## begin Reading passage
Star Wars Theory is a Canadian YouTube channel with 3.32 million subscribers, and is a self-described "Star Wars fan making content for other Star Wars fans". Its creator commonly known as "Toos", began his YouTube channel in 2016 making videos about the Star Wars film franchise.

Content
As the name suggests, the channel originally began with "Theory" (his nickname) presenting theories regarding the mysteries that were set up by Star Wars: The Force Awakens. From there, the channel has grown and evolved over the years, with recurring motifs and series such as Star Wars Explained, a narration of many of the Star Wars comics, animated (and often humorous) fan fictions, and many others. His 2018 fan film Vader Episode I: Shards of the Past has received praise from among the Star Wars fanbase and has been viewed over 23 million times on YouTube as of April 2021.
## end Reading passage
> _Task instructions_
1. According to the passage about Star Wars Theory, in what year did the channel's creator start it?
2. List every recurring series or motif that the passage about Star Wars Theory names for the channel.
3. Reproduce word for word the part of the passage about Star Wars Theory that begins at the words "Star Wars Theory", and stop after "of April 2021.".
The records are separate material, unrelated to the passage about Star Wars Theory.
## begin Data provided
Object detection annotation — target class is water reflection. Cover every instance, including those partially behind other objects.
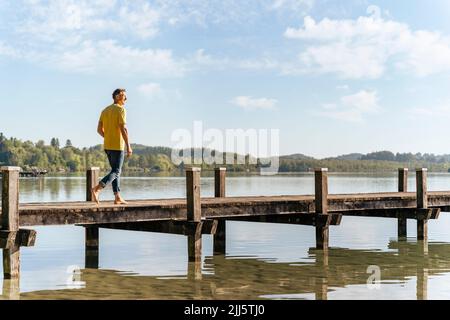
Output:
[2,241,450,300]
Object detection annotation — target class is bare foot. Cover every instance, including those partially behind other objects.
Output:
[91,187,100,204]
[114,198,128,204]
## end Data provided
> _Responses to the exercise_
1. 2016

2. Star Wars Explained; a narration of many of the Star Wars comics; animated (and often humorous) fan fictions

3.
Star Wars Theory is a Canadian YouTube channel with 3.32 million subscribers, and is a self-described "Star Wars fan making content for other Star Wars fans". Its creator commonly known as "Toos", began his YouTube channel in 2016 making videos about the Star Wars film franchise.

Content
As the name suggests, the channel originally began with "Theory" (his nickname) presenting theories regarding the mysteries that were set up by Star Wars: The Force Awakens. From there, the channel has grown and evolved over the years, with recurring motifs and series such as Star Wars Explained, a narration of many of the Star Wars comics, animated (and often humorous) fan fictions, and many others. His 2018 fan film Vader Episode I: Shards of the Past has received praise from among the Star Wars fanbase and has been viewed over 23 million times on YouTube as of April 2021.